EXERCISE INPUTS:
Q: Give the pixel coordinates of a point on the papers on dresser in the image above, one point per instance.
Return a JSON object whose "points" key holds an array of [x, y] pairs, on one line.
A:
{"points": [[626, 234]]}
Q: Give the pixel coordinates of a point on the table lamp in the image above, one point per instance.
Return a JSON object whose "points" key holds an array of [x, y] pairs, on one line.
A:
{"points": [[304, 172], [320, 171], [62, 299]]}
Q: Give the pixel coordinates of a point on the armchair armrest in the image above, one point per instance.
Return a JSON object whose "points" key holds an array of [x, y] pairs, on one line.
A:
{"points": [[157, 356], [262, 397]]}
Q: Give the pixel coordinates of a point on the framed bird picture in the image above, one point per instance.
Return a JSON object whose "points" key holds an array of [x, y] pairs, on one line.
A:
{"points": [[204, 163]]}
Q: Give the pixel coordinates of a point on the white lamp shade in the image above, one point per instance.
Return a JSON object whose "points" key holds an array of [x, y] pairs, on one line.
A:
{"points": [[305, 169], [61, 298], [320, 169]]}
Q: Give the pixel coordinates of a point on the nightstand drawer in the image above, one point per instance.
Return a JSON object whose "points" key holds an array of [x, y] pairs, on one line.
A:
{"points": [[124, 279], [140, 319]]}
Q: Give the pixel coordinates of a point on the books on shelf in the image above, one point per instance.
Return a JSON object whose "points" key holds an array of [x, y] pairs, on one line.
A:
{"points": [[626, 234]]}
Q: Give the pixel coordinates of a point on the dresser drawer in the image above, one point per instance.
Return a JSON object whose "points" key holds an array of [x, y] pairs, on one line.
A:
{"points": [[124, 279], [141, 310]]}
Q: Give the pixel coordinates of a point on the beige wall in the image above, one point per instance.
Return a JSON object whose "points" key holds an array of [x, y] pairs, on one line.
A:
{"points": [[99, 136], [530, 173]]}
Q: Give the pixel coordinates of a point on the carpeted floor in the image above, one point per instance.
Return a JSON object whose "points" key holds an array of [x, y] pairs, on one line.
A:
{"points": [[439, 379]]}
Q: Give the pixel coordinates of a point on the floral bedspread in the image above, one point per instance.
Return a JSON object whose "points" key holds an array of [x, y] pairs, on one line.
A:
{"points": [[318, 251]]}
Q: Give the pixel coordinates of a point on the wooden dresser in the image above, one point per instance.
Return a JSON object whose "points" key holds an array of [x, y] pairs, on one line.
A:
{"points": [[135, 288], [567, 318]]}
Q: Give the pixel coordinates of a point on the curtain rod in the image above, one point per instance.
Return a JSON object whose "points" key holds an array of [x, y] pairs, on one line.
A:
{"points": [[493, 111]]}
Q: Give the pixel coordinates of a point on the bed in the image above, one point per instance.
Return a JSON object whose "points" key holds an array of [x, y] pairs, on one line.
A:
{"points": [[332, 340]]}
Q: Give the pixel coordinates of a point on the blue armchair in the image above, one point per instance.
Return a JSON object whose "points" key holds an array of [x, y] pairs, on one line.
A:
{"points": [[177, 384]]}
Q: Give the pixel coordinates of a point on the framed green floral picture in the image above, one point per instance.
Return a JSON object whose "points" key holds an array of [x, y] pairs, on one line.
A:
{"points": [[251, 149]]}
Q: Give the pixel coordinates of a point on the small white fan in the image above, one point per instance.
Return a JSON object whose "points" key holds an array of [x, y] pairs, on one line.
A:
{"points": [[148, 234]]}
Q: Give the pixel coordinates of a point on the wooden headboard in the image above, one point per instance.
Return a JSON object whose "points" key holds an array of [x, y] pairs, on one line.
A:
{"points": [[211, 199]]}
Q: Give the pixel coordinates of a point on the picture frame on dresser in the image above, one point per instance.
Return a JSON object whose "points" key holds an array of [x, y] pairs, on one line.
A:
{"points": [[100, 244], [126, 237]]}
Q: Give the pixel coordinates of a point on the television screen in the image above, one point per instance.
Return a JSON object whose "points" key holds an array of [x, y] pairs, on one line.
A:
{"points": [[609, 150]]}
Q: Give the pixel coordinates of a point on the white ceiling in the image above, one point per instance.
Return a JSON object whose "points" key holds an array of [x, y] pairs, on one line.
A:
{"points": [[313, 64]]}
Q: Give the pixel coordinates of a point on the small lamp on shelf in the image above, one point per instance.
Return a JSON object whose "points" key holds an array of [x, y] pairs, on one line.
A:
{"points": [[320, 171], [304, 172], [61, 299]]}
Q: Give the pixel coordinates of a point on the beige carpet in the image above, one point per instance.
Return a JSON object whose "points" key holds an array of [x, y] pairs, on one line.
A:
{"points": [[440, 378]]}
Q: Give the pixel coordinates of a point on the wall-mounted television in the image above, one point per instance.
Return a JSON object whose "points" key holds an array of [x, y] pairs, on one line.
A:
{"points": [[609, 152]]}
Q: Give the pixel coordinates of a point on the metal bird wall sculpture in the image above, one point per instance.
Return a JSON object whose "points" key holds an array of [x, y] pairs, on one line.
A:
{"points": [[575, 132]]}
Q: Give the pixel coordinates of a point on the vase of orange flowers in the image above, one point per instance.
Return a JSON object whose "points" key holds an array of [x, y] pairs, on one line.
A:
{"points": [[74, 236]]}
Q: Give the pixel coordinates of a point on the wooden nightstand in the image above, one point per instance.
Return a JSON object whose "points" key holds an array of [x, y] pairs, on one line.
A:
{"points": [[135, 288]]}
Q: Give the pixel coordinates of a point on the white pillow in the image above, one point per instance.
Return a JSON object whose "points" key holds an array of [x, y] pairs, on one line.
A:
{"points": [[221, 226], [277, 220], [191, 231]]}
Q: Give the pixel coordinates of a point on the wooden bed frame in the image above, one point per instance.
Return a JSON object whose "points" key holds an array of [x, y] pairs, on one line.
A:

REQUIRED WORK:
Output the material above exactly, but only from the line that carries "Q: Give the pixel coordinates of a point on the curtain" through the line that carries "Q: Give the pixel coordinates of a point on the bed".

RESULT FOR THIS EXERCISE:
Q: Give the pixel coordinates of a point on the curtain rod in the image above, one point per instance.
Return a JSON object whose "points" key holds an array of [x, y] pairs, on one line.
A:
{"points": [[493, 111]]}
Q: Give the pixel coordinates of a point on the bed in the image above, one point per instance.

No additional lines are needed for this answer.